- Interactive map of City Park
- Location: Kabul, Afghanistan
- Coordinates: 34°30′40″N 69°09′45″E﻿ / ﻿34.51111°N 69.16250°E
- Area: 24 acres (9.7 ha)
- Elevation: 1,804 m (5,919 ft)
- Created: Mufkora
- Founder: Kabul Municipality
- Open: 2014
- Status: Active
- Plants: Yes
- Species: Pine, weeping, shrub, flower

= City Park, Kabul =

Amusement park in Kabul, Afghanistan

The City Park (پارک شهر; د ښار پارک), also called the Kabul City Park, is an amusement park located in the center of Kabul, Afghanistan, next to the Kabul Zoo and not far from the Gardens of Babur. It was built by a private company through Kabul Municipality and opened to the public in October 2014. It became the first such park in Kabul.

The amusement park covers about 24 acres of land and has various rides, including a Ferris wheel, drop tower, evolution, jump and smile, skydiver, octopus, carousel and bumper cars. There is also an arcade game room and a restaurant called Marhaba inside the park. The Kam Air McDonnell Douglas MD-87 passenger jet in front of the park is part of the restaurant. It was added to the park in 2017 and people can eat inside it.

• [Natural language region descriptions]
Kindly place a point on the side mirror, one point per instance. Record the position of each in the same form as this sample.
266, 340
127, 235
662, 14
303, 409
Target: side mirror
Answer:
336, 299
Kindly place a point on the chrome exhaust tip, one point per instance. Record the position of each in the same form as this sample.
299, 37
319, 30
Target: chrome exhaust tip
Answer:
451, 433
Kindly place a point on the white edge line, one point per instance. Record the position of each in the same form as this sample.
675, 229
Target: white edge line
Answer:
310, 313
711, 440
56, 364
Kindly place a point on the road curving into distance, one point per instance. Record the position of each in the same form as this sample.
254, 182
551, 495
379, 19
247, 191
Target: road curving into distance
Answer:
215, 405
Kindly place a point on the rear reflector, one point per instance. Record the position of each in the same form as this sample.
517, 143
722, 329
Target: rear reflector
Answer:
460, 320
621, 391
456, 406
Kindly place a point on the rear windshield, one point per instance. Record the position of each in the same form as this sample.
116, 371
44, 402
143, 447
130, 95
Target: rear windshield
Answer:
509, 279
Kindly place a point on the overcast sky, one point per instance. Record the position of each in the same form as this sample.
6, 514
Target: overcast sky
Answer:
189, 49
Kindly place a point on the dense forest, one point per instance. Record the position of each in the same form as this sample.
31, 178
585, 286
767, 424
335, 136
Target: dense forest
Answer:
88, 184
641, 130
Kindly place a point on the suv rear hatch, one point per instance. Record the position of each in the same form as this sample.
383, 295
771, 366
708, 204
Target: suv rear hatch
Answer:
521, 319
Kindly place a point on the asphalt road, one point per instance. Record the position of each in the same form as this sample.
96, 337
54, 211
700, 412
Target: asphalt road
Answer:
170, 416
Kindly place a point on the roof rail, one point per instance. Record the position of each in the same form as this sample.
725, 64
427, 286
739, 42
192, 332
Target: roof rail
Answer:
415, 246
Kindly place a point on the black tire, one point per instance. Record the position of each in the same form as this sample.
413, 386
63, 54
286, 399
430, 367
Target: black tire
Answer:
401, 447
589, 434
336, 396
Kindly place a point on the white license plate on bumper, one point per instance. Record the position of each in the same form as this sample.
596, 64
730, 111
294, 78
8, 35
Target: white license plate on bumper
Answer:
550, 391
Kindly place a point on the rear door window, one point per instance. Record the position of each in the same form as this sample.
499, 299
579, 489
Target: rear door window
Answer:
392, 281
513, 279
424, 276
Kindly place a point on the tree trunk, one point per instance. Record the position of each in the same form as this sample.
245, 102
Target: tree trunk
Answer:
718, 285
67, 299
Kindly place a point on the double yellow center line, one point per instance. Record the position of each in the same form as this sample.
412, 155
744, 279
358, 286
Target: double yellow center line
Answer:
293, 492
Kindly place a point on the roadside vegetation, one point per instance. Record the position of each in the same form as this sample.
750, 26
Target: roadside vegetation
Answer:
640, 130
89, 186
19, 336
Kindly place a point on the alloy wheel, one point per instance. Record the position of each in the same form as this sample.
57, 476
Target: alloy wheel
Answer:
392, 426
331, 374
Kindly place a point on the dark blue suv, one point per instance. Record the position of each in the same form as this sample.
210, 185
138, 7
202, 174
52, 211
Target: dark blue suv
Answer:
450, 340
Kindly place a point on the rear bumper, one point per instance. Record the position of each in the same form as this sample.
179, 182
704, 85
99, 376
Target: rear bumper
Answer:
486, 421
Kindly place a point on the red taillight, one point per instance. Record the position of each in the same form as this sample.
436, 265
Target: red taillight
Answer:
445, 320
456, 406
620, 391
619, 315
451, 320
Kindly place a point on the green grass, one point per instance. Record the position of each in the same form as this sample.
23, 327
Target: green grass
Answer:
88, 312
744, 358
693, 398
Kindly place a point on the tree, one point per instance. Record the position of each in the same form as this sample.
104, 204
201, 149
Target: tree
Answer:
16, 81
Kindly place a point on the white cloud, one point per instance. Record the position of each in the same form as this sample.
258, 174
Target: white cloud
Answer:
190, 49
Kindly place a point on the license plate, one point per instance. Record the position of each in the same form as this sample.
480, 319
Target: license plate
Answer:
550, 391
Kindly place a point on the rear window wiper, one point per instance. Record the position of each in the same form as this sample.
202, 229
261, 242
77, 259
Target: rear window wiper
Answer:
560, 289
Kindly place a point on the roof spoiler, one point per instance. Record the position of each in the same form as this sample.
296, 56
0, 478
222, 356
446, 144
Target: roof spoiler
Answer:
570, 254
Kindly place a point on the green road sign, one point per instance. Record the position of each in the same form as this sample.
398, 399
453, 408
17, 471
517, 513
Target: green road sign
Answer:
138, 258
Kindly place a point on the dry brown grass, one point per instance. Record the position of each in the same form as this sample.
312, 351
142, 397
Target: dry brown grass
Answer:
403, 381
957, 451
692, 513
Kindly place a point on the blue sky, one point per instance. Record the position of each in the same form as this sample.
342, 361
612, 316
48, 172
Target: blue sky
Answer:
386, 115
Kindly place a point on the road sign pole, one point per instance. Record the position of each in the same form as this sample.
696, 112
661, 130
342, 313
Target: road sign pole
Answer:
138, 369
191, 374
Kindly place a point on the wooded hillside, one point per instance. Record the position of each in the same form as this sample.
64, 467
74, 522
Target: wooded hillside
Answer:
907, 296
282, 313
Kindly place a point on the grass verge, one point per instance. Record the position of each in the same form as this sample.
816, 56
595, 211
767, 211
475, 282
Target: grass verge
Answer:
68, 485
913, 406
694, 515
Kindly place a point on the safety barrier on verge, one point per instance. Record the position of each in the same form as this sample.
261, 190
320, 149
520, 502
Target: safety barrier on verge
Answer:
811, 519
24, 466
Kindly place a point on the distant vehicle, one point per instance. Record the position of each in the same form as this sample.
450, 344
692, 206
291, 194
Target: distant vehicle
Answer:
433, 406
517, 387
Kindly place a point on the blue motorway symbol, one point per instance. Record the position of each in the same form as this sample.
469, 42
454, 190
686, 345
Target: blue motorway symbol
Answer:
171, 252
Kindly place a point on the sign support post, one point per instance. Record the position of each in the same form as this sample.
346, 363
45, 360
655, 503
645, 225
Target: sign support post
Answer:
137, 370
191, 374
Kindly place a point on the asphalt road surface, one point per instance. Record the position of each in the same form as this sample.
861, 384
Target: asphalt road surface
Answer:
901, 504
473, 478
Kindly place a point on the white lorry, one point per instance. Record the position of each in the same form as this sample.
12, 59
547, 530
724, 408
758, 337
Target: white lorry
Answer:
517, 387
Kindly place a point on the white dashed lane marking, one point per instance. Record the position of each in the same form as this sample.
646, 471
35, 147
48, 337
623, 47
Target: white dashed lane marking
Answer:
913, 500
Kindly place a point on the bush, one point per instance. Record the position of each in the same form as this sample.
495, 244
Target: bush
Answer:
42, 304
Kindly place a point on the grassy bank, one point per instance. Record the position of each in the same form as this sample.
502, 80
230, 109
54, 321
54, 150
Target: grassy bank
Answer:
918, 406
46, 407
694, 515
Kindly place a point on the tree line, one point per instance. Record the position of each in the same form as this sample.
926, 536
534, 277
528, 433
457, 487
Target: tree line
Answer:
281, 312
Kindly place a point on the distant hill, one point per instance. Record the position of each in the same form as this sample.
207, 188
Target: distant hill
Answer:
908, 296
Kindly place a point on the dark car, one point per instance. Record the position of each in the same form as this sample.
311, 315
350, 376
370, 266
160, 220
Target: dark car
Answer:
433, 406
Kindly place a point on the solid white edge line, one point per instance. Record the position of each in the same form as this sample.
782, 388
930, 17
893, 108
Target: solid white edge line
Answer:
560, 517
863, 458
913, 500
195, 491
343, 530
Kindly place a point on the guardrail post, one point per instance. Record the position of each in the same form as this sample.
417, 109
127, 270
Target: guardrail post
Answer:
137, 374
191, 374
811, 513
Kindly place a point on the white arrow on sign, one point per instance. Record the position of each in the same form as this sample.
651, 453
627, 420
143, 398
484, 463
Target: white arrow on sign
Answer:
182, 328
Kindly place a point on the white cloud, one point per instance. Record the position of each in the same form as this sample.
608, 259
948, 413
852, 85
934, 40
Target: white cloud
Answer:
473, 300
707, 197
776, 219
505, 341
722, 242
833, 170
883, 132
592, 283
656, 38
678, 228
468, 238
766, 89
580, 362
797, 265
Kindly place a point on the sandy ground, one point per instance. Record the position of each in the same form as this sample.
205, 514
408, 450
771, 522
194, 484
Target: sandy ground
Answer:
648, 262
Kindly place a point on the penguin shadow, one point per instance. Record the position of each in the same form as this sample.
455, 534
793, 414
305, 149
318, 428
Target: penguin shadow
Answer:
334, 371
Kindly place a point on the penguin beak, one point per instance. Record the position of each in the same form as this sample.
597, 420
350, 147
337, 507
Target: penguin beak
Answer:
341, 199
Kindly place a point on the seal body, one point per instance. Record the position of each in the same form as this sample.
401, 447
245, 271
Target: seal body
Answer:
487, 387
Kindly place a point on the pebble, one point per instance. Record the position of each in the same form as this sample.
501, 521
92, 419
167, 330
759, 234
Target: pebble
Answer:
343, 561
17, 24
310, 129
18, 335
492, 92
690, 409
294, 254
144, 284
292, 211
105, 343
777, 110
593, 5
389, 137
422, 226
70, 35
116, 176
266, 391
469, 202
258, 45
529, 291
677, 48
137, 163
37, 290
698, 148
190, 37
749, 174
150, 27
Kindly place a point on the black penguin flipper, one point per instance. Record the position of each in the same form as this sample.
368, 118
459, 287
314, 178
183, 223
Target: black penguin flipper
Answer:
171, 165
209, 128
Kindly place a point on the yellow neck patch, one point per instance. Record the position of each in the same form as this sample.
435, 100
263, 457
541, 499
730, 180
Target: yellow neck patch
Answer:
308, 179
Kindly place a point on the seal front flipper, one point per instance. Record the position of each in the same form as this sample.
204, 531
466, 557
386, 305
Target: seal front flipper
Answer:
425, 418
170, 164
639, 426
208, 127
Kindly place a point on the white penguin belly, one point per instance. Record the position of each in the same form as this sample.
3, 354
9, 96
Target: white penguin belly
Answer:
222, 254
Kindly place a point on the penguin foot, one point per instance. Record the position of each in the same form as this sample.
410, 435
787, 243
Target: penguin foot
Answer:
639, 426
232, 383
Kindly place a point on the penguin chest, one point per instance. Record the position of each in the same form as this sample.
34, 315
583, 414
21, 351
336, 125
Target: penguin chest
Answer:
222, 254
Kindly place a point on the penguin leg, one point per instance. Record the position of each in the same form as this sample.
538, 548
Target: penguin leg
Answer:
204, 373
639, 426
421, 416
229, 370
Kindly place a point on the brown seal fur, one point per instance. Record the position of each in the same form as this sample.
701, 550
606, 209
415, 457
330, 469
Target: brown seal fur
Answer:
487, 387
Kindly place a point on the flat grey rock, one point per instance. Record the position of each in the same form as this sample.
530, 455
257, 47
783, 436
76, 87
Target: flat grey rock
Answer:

• [Required tasks]
a. Return the section of the City Park text between "- Elevation: 1,804" and "park in Kabul.", inclusive.
b. Using the City Park text, answer these questions:
(i) In what month and year did the park open to the public?
(ii) What is the name of the restaurant inside the park?
(iii) In what year was the passenger jet added to the park?

• [Answers by task]
a.
- Elevation: 1,804 m (5,919 ft)
- Created: Mufkora
- Founder: Kabul Municipality
- Open: 2014
- Status: Active
- Plants: Yes
- Species: Pine, weeping, shrub, flower

= City Park, Kabul =

Amusement park in Kabul, Afghanistan

The City Park (پارک شهر; د ښار پارک), also called the Kabul City Park, is an amusement park located in the center of Kabul, Afghanistan, next to the Kabul Zoo and not far from the Gardens of Babur. It was built by a private company through Kabul Municipality and opened to the public in October 2014. It became the first such park in Kabul.

b.
(i) October 2014
(ii) Marhaba
(iii) 2017